**INSTRUCTIONS FOR THE TASK:**
Return every line of the data below word for word, including the punctuation.
──────── MATERIAL FOR THIS TASK ────────
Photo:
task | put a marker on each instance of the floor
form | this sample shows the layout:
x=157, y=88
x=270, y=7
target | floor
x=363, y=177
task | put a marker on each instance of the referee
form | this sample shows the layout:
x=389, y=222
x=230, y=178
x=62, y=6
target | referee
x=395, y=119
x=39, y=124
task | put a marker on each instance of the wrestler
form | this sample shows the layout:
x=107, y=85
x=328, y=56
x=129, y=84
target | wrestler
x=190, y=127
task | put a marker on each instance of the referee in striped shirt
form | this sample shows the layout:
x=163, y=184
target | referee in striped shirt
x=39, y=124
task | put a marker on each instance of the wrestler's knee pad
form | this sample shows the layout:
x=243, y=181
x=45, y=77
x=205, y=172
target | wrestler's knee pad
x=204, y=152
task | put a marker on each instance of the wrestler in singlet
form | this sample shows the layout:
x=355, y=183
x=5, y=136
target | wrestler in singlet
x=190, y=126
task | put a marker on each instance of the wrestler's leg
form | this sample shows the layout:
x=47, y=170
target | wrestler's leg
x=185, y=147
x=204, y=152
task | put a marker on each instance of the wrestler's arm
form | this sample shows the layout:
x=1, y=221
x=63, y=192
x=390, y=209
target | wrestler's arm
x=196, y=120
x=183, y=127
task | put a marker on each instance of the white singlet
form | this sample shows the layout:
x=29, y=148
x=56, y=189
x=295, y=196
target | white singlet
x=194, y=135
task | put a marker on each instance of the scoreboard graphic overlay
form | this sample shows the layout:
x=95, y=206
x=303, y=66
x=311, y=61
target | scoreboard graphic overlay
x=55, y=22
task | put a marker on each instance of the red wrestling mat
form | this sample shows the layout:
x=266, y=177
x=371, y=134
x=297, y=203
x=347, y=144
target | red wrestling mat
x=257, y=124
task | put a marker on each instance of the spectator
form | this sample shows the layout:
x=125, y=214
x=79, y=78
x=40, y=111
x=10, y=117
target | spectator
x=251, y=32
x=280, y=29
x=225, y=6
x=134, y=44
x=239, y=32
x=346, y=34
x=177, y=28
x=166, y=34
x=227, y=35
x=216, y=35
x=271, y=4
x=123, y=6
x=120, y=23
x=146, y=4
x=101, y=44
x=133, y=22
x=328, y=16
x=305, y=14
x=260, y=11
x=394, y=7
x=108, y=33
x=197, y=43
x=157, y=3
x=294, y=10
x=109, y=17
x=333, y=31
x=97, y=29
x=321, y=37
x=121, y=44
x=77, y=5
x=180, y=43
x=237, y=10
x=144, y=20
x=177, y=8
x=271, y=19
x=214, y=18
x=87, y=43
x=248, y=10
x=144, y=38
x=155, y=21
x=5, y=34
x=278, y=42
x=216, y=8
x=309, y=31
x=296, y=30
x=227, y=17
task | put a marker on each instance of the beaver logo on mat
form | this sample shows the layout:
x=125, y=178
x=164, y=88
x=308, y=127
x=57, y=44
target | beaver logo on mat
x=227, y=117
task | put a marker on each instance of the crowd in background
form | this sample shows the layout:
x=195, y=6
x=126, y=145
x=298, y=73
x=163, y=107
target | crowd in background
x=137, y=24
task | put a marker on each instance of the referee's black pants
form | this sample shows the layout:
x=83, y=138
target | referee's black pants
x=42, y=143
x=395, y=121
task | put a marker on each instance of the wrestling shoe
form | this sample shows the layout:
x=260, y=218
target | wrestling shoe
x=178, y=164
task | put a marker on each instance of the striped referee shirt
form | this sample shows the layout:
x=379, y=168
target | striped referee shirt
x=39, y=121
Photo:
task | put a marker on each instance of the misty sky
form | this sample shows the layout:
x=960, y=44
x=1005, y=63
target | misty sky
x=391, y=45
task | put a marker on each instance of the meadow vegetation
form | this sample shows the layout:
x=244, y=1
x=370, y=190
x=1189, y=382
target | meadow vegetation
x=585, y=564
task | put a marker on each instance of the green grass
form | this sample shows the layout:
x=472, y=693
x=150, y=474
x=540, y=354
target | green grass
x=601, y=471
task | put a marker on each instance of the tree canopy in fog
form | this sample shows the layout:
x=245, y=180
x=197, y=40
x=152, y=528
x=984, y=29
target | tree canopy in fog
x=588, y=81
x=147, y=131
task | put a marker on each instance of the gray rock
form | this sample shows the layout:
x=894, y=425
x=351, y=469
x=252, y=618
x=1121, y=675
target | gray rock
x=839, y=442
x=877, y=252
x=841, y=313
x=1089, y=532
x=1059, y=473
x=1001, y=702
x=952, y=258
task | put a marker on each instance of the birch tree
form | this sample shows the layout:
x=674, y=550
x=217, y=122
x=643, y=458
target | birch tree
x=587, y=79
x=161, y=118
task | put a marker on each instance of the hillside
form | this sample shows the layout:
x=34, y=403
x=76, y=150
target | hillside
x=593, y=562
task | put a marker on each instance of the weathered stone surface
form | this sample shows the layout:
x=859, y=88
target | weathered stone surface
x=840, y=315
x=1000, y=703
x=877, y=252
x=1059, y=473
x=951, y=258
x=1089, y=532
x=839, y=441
────────
**SOLUTION BELOW:**
Photo:
task | put a marker on each instance of the floor
form | this sample shows the layout:
x=157, y=88
x=270, y=7
target | floor
x=363, y=177
task | put a marker on each instance of the referee
form | this sample shows the layout:
x=389, y=222
x=230, y=178
x=62, y=6
target | referee
x=395, y=119
x=39, y=124
task | put a marker on each instance of the wrestler
form | this sample shows the layout:
x=107, y=85
x=328, y=56
x=129, y=84
target | wrestler
x=190, y=127
task | put a marker on each instance of the referee in striped shirt
form | this sample shows the layout:
x=163, y=184
target | referee in striped shirt
x=39, y=124
task | put a marker on each instance of the wrestler's knee pad
form | this sample shows the layout:
x=243, y=181
x=45, y=77
x=205, y=172
target | wrestler's knee pad
x=204, y=152
task | put a marker on each instance of the wrestler in singlet
form | this sample shows the layout:
x=355, y=183
x=5, y=136
target | wrestler in singlet
x=190, y=126
task | put a marker on each instance of the wrestler's leg
form | this sample shows the layout:
x=47, y=170
target | wrestler's leg
x=185, y=147
x=204, y=152
task | put a marker on each instance of the wrestler's arm
form | this sample shows the layout:
x=1, y=221
x=63, y=192
x=390, y=209
target | wrestler's arm
x=196, y=120
x=183, y=127
task | put a marker on each instance of the white singlet
form | this sample shows the layout:
x=29, y=148
x=56, y=189
x=295, y=196
target | white singlet
x=194, y=135
task | put a marker on each instance of the scoreboard graphic overlay
form | this sample shows the layout:
x=95, y=206
x=303, y=66
x=311, y=61
target | scoreboard graphic overlay
x=55, y=22
task | put a marker on each instance of the red wrestling mat
form | this sample shows the layout:
x=266, y=177
x=371, y=134
x=297, y=203
x=347, y=144
target | red wrestling mat
x=257, y=124
task | put a marker on each instance of the spectator
form | this sample shows the layout:
x=125, y=214
x=79, y=78
x=40, y=111
x=10, y=117
target | spectator
x=251, y=32
x=280, y=29
x=225, y=6
x=134, y=44
x=239, y=32
x=346, y=34
x=177, y=28
x=166, y=34
x=227, y=35
x=216, y=35
x=271, y=4
x=123, y=6
x=120, y=23
x=146, y=4
x=101, y=44
x=133, y=22
x=328, y=16
x=305, y=14
x=260, y=11
x=394, y=7
x=108, y=33
x=197, y=43
x=157, y=3
x=294, y=10
x=109, y=17
x=333, y=31
x=97, y=29
x=321, y=37
x=121, y=44
x=77, y=5
x=180, y=43
x=237, y=10
x=144, y=20
x=177, y=8
x=271, y=19
x=214, y=18
x=87, y=43
x=248, y=10
x=144, y=38
x=155, y=21
x=5, y=34
x=278, y=42
x=216, y=8
x=309, y=31
x=296, y=30
x=227, y=17
task | put a marker on each instance of the beaver logo on mat
form | this sample shows the layout:
x=125, y=178
x=164, y=88
x=308, y=127
x=57, y=44
target | beaver logo on mat
x=227, y=117
task | put a marker on each instance of the crowd in background
form | this sample shows the layout:
x=195, y=6
x=126, y=145
x=298, y=73
x=163, y=107
target | crowd in background
x=137, y=24
task | put a marker on each instance of the referee's black pants
form | this sample shows the layout:
x=83, y=138
target | referee's black pants
x=42, y=143
x=395, y=121
task | put a marker on each instance of the wrestling shoe
form | this sample shows the layout:
x=260, y=218
target | wrestling shoe
x=178, y=164
task | put a marker on each instance of the striped referee shirt
form | this sample shows the layout:
x=379, y=168
target | striped referee shirt
x=39, y=121
Photo:
task | put a marker on each instance of the misty sky
form | this sample shows the layout:
x=960, y=44
x=1005, y=63
target | misty sky
x=391, y=45
task | put a marker on each instance of the meadow vegetation
form | this sample shows the layout:
x=244, y=1
x=370, y=190
x=1189, y=382
target | meadow vegetation
x=585, y=564
task | put a marker on each instance of the green grass
form | this sample shows the layout:
x=472, y=693
x=150, y=474
x=540, y=354
target | green grass
x=601, y=471
task | put a marker on each instance of the tree canopy in fog
form | this sample shows the layout:
x=245, y=180
x=197, y=40
x=152, y=528
x=984, y=29
target | tree canopy in fog
x=588, y=81
x=147, y=131
task | put a marker on each instance of the gray rock
form | this sample shows the layout:
x=894, y=425
x=351, y=469
x=252, y=618
x=1121, y=675
target | gray rock
x=839, y=442
x=877, y=252
x=841, y=313
x=1089, y=532
x=1059, y=473
x=1001, y=702
x=952, y=258
task | put a marker on each instance of the birch tree
form | this sample shows the layout:
x=674, y=550
x=217, y=122
x=643, y=458
target | birch tree
x=587, y=79
x=161, y=118
task | put a marker on each instance of the hillside
form | this sample shows the layout:
x=34, y=403
x=76, y=150
target | hillside
x=593, y=562
task | put a marker on each instance of the weathered stone surface
form | this sample shows the layout:
x=859, y=88
target | weathered stone surface
x=840, y=315
x=1000, y=703
x=877, y=252
x=1059, y=473
x=951, y=258
x=1089, y=532
x=839, y=441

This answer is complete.